読んで活用 =
• 1. 提示文の喫茶店での話から、次の一文を英語に訳せ。「なんとなく横目で見るととても綺麗なキャリアウーマンという感じの人が居ました」
• 2. 喫茶店で印鑑を勧められる話を、提示文の最後の行の後から書き継げ。

提示文 =
昔昔(もう数十数年前)茨城のある街に住んでいた頃のお話です

土曜日の午後ある喫茶店で(その頃はファミリーレストランはあまりなかったです)
遅いランチを食べていたらちょっと離れた席でなにげない会話が聞こえてきました

男: 「じゃあ 次を呼びます 彼は長男で両親と住んでいます 名前は松下君です」
女: 「分かりました それではお願いします」


なんとなく横目で見るととても綺麗なキャリアウーマンという感じの人が居ました
しばらくすると松下君と思われる男が入って来ました

ここは Vの大工場 があって住民のほとんどがなんらかの関係があるといわれてます
(松下君、ひと目見て新入社員らしいういういしさがありました)

水: 「松下君ですね 初めまして 寮生活はどう?もう慣れた」
松: 「ええ、皆良い人でなんとか」
水: 「仕事の方はまだ研修期間なのよね早く本採用になってバリバリ働かなくてはね」
松: 「え〜そうですね」

水: 「ところで松下君 家から出るときに色々な物を持ってきたと思うけど
   自分の銀行口座って作ったの?」
松: 「ええ、給料振込みになるので自分の口座を作りました」


うむ、保険の勧誘かな 何を薦められるのだろう(^^;面白くなってきたぞ

水: 「そのときに銀行印を作ったの?」
松: 「銀行印ですか? いえ家にある適当なものを使いました」

水: 「じゃあ実印なんかも持ってないの?」
松: 「実印はまだ必要ないので作っていません」

水: 「あら、松下君それは違うわよ こうして就職しているんだし
   一人暮らしをしているのだからもう立派な社会人よ
   一人前になったんだからきちんとした実印ぐらい持ってなくては」
松: 「そうなんですか」

水: 「だって車買うときにも必要だし、寮を出てアパートを借りるにしたって必要よ
    今後絶対必要になるから実印ぐらい持っていなくては」
松: 「そうですね」

水: 「大人になったら「実印」と「銀行印」それから、「認印」を使い分けなくてはね
   一式揃えておけば一生ものだし悪用されないわ、それに格式が違うもの」
 松: 「そうですね」


「実印」と「印鑑登録証」(2000年当時)

収集したデータ項目:

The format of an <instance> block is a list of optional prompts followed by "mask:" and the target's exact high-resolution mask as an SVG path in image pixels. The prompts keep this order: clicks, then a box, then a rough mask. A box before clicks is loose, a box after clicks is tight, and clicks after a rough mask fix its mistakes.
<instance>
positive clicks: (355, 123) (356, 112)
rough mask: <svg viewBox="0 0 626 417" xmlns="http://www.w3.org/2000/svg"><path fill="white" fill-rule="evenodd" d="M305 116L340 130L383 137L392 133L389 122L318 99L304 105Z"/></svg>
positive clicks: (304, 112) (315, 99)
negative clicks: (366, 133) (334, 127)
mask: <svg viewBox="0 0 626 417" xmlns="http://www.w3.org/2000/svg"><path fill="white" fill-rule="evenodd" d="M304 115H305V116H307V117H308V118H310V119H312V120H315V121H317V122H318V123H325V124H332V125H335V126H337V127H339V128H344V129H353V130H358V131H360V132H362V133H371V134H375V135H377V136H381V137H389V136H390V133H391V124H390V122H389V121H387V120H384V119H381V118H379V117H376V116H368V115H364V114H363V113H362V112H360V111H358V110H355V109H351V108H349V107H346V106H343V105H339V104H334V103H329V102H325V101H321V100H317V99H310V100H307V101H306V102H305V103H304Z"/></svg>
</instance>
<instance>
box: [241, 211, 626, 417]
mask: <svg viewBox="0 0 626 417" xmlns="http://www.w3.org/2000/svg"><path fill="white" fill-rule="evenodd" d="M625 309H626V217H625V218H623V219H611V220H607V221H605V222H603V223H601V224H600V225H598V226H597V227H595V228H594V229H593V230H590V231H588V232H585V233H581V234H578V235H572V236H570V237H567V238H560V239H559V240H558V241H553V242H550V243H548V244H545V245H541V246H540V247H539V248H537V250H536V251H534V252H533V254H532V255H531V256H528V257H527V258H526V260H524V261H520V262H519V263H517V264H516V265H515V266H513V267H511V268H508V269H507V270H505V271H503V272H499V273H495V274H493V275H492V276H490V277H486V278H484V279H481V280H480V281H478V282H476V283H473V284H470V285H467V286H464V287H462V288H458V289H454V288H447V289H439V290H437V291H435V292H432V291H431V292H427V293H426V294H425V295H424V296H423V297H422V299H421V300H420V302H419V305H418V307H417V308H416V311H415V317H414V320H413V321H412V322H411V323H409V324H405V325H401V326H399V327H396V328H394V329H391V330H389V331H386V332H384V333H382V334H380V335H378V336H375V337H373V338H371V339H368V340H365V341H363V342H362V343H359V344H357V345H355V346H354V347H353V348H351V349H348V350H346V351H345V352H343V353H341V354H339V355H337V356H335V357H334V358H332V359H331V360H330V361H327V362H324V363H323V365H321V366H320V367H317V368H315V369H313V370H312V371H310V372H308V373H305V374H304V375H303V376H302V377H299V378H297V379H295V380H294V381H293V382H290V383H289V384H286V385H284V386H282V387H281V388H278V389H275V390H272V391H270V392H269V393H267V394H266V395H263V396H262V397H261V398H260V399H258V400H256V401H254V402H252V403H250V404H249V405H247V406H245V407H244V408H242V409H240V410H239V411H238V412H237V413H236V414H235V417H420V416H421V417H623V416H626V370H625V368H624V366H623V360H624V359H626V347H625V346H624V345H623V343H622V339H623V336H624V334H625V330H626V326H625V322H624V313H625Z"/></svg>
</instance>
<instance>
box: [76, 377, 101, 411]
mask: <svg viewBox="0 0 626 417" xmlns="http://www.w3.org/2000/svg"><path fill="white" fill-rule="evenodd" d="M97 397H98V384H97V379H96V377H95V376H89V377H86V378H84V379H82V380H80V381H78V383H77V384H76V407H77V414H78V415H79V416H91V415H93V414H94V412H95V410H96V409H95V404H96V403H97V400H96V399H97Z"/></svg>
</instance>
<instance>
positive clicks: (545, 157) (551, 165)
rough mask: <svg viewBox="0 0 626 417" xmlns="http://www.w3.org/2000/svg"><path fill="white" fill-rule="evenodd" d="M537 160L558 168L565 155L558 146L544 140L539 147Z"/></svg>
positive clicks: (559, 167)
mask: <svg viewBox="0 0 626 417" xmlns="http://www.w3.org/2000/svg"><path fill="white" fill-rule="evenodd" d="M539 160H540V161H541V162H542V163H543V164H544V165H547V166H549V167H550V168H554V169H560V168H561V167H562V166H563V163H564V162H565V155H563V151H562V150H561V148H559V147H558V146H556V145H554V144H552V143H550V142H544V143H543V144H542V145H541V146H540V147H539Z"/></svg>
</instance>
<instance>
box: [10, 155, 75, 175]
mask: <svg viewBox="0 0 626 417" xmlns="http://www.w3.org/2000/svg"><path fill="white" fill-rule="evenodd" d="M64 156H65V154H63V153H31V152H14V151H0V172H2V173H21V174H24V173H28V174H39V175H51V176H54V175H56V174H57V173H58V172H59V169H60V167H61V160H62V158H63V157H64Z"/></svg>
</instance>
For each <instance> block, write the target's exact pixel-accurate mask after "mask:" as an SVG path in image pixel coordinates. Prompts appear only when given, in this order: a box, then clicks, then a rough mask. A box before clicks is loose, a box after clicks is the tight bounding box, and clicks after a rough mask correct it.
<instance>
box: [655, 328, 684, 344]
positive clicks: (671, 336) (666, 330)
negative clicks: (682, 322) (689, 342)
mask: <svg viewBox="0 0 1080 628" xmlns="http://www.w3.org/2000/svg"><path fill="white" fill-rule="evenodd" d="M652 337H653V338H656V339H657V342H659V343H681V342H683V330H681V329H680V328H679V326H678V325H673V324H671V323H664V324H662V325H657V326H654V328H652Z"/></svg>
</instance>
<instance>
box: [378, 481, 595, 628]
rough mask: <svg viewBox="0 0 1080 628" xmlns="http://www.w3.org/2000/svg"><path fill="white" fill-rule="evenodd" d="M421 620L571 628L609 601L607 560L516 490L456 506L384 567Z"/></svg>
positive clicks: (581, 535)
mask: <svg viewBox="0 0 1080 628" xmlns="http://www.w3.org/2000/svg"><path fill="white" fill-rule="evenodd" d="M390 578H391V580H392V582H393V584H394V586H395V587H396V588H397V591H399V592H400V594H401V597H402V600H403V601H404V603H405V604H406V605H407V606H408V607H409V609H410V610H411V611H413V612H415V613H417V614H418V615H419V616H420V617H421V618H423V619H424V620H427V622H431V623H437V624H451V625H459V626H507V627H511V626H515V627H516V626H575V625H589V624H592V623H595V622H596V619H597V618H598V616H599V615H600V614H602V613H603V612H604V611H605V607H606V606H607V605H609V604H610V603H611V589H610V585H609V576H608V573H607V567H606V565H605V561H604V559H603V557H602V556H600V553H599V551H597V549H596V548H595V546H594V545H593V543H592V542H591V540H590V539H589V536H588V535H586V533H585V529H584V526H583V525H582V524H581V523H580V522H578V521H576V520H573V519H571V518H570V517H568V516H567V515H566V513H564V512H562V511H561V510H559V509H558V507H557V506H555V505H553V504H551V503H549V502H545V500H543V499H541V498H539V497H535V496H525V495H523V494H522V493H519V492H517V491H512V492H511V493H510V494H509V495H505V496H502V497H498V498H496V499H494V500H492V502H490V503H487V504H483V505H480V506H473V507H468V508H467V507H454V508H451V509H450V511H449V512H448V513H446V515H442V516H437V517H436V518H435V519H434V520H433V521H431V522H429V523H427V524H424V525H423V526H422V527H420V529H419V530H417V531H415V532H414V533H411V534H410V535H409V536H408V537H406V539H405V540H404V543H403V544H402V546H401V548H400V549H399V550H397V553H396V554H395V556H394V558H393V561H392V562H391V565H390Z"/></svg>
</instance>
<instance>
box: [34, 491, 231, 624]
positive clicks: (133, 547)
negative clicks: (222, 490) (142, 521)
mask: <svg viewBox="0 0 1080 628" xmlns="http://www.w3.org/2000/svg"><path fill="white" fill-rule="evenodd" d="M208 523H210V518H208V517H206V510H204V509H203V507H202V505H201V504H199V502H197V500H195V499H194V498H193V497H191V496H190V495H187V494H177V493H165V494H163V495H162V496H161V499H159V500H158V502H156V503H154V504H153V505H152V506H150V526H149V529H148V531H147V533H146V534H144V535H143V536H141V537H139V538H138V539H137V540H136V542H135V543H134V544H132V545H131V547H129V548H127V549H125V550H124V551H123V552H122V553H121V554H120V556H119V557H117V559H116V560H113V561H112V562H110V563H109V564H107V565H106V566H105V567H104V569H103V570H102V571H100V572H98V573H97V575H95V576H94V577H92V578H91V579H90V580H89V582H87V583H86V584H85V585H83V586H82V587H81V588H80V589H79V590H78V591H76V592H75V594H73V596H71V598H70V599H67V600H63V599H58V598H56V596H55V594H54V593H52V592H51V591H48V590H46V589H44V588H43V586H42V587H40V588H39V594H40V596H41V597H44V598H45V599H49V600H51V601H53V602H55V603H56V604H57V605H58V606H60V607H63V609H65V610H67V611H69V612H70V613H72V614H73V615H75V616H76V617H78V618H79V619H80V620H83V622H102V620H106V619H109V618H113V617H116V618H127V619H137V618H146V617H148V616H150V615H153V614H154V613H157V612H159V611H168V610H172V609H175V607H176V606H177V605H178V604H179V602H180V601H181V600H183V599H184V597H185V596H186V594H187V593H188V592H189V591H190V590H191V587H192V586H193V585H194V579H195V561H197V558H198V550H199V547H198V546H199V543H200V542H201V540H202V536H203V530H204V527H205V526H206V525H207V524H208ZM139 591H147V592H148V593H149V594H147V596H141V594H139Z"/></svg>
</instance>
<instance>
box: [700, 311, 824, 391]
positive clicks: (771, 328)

解答 =
• 1. When I casually glanced to the side, I saw someone who looked like a very beautiful career woman.

• 2.
象牙の実印 印鑑登録証

実印とは個人が市町村に役場に登録した印鑑をいいます


水: 「実印とはねあなたが市役場に登録した印鑑のことを言うの。例えば松下君が車を買うとするわね
  その時に車は個人財産なので印鑑が必要なんだけど 三文判だと本人という証明がなされないでしょ
  登録した印鑑登録証と実印があれば間違いなく本人が意思をもってその書類の内容を承諾したことになるの

  ちょっと難しいけど実印はそれだけの責任があるの

  社会人になったのだから「実印」とちゃんとした「銀行印」それから普通の「認印」ぐらい持たなくちゃ」


もう何回も言ってるのでしょう 名演説です(^^)
松: 「そうですね」
水: 「それでね 私が紹介できる処があるの ここなら普通の半額で作ってもらえるわよ
  セットで購入できるの 良いチャンスでしょ」

追加(自分のですが)

銀行印 三文判

あは〜ん 綺麗なお姉さん印鑑屋さんのセールスか(^^)松下君だまされて高いもの買うなよ

水: 「カタログあるけど、象牙のセットで30万円! 勿論ローンもできるわよ」
松: 「いや〜30万円はちょっと払えませんよ」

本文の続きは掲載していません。